PROMPT: Every record must be transcribed in its entirety, apart from the images, which are to be omitted.

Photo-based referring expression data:
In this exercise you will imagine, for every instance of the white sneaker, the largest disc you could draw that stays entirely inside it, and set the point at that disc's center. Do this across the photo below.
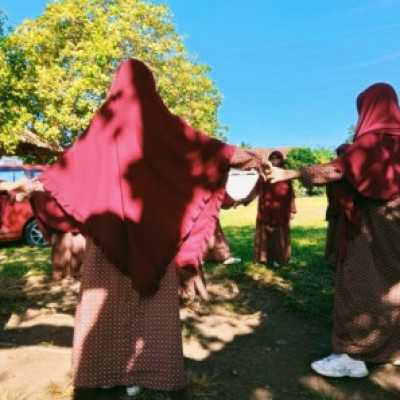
(232, 260)
(275, 264)
(340, 365)
(133, 390)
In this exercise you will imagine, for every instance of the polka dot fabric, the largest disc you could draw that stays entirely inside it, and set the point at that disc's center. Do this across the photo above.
(366, 321)
(121, 338)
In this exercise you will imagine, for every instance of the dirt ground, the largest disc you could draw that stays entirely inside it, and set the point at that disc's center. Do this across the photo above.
(244, 344)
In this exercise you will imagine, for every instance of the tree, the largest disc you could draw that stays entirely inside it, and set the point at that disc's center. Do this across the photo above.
(300, 157)
(58, 67)
(245, 145)
(350, 133)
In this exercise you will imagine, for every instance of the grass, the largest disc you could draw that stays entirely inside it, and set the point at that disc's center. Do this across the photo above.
(307, 282)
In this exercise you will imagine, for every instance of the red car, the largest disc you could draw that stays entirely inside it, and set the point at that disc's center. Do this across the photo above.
(16, 220)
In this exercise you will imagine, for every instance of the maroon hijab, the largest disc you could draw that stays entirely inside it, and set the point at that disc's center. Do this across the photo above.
(371, 164)
(274, 199)
(144, 185)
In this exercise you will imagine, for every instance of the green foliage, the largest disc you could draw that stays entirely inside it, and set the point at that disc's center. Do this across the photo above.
(55, 70)
(300, 157)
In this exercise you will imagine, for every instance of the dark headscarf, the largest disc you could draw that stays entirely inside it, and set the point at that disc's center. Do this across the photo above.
(143, 184)
(275, 199)
(371, 164)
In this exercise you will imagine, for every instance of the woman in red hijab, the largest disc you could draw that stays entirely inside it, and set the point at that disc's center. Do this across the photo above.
(276, 207)
(366, 321)
(145, 189)
(334, 214)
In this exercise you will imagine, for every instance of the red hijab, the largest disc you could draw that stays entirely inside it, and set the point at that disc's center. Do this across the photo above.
(144, 185)
(275, 199)
(371, 164)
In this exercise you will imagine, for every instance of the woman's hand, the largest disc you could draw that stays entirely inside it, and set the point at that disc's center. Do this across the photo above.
(191, 284)
(22, 189)
(276, 174)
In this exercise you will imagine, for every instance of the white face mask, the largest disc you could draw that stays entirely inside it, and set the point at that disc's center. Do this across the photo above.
(241, 183)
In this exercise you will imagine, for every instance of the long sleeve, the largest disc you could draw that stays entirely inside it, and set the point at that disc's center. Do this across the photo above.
(318, 175)
(247, 159)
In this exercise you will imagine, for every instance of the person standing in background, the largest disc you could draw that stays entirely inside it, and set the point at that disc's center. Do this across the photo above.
(145, 189)
(366, 314)
(334, 214)
(276, 207)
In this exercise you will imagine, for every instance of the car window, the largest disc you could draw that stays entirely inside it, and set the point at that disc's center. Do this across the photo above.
(34, 172)
(11, 175)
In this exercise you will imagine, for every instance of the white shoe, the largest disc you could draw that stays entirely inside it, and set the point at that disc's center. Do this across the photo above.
(340, 365)
(133, 390)
(232, 260)
(275, 264)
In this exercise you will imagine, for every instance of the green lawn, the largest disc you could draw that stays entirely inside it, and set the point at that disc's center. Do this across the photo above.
(306, 283)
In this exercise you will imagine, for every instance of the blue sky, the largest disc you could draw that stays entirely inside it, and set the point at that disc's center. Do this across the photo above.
(289, 70)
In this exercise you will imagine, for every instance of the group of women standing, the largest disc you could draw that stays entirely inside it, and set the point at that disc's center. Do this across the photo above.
(139, 250)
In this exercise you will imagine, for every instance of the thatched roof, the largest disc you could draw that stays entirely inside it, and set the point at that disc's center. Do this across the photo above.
(31, 144)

EXERCISE RESPONSE:
In this exercise you will imagine, for every instance of the white sneaker, the largest disc you could draw that stays entirely inside it, and set the point at that disc's center. Do this across the photo below.
(232, 260)
(275, 264)
(340, 365)
(133, 390)
In this exercise you will imagine, for every instance of the polka dot fabric, the largest disc you could draw that stays entirely inside it, and set the point at that disc's center. Do this across the photo above.
(366, 321)
(121, 338)
In this exercise you will imagine, for every instance of the dirt ground, the largest disc you could draw that stays entirely inside it, and set the point at that disc's center. Do this across the photo above.
(244, 344)
In this exercise you will imagine, for every instance of the tree, the largest disc you could draw that stays entirely inside it, and set the point at that disc's center. Do this across the photo above.
(300, 157)
(58, 67)
(245, 145)
(350, 133)
In this exercise you will imagine, for every instance of the grass, the largest disc you could draw that stays entirely inside it, and set the point at that disc's center. Do this across the photo above.
(307, 282)
In this exercise you will imagine, for every instance of the red car, the largest disc you could draw that stays entirely inside it, and set the point at that disc's center. Do this across the photo above.
(16, 220)
In this exercise you will imagine, for every instance of the maroon hijab, the largest disc you could draw that stays entirely inside it, and set the point at that disc's center. Do this across the photo above.
(371, 164)
(274, 199)
(144, 185)
In this exercise you will imagine, for every instance of the green foliage, the largest disc you could draw that stays entirely inside it, and set the point at that disc's center. Do this across the photo above.
(55, 70)
(300, 157)
In this exercise you will imagine, for every instance of the dark headscarf, the largest disc you could draw that stays entirely inside it, and set the point at that disc's center. Do this across the photo above.
(143, 184)
(275, 199)
(371, 164)
In this exercise you will imagine, for every instance of the woman in red hijab, the largest disc you could draw that stays entirely inside it, and set the point at that disc's center. Do this across the photo above.
(276, 207)
(366, 321)
(145, 189)
(334, 214)
In this exercise you will imagine, for every instance of the red hijab, the largest disc you could draw that stays entirely inside it, and set the point at that disc's center. Do this across the photo above.
(144, 185)
(275, 199)
(371, 164)
In this exercise you will imagine, for every instance of the woman's hand, the largest disc you could draw that stays entirely inside it, and set the point at that disc's center. Do this across the photo above.
(191, 284)
(22, 189)
(276, 174)
In this exercise you will imagine, for every instance of the white face mask, the largest disc you could draw that stays entirely inside it, and set the point at that disc's center. Do this across the photo above.
(241, 183)
In this exercise you will imagine, for every instance of the long sleeve, the largest disc you could draw that stays entirely inside it, and set the point at that disc's center. Do this across the photo above.
(318, 175)
(247, 159)
In this exercise you will imagine, for every instance of the person standing in background, the largest disc you could draw that stays entirely inside it, and set the point at that disc's center. Do this across the photo above.
(145, 189)
(366, 314)
(334, 214)
(276, 207)
In this exercise you will imagine, for every instance of the car window, the largest disc you could draw that stays entirely inside it, and set the point at that disc's center. Do this across the photo above.
(34, 172)
(11, 175)
In this exercise you will imagine, for every instance of the white shoe, the largest disc you could draw that stays entirely inside it, and set the point at that disc's center. Do this across the photo above.
(340, 365)
(133, 390)
(232, 260)
(275, 264)
In this exercise you will imagine, for every instance of the green lawn, the largest disc you could draw that stays entirely inside it, and set the point at that disc's center. Do this across the photo above.
(306, 283)
In this exercise you will imagine, for every instance of the blue sky, the largest disc you could draw that stays entirely inside it, and set the point at that disc's center. Do this across the photo above.
(289, 70)
In this exercise you will imagine, for every instance of the group of women standing, the largest disc you could draw that stays entirely inside it, and set the point at that disc's center. Do this across the photo above.
(139, 250)
In this exercise you will imagine, for every instance of the thatched roof, the largest disc you could draw that stays entirely inside it, and set the point at that disc's center. Do this across the photo above.
(31, 144)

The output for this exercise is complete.